**About this task:**
After reading the data below, copy out every line that contains the word "grassy".

**Raw data:**
——————————
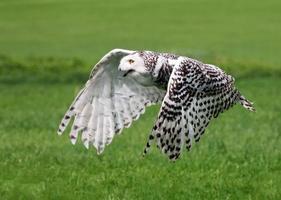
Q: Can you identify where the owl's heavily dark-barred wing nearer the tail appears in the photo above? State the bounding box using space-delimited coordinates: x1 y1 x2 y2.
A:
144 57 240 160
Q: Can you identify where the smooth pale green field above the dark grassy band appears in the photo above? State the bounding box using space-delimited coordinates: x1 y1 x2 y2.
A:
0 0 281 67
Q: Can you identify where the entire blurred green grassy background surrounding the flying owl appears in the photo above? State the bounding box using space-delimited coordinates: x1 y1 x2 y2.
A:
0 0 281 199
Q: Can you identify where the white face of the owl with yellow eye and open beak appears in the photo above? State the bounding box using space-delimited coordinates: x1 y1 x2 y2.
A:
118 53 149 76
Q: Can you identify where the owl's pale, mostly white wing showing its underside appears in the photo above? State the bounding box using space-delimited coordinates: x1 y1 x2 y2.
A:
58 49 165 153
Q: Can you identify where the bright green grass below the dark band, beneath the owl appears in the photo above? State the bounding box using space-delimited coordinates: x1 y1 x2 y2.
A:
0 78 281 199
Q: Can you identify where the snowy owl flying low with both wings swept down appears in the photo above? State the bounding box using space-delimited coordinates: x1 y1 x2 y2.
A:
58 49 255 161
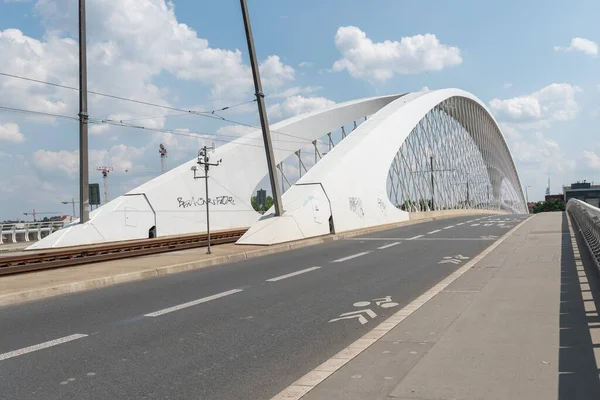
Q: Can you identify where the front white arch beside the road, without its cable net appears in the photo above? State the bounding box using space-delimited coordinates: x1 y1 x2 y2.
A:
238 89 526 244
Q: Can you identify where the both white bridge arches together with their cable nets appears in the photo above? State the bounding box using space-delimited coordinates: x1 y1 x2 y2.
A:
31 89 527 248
——————————
**Answer space:**
Q: Can you identify where the smooth pale green field above the dark grassy band appears in the photo above? State the bounding box using space-delimited coordinates: x1 y1 x2 y2.
Q: Can you identify where the entire blurred green grassy background surrounding the flying owl appears in the photo above? State the bounding box using space-delimited coordinates: x1 y1 x2 y2.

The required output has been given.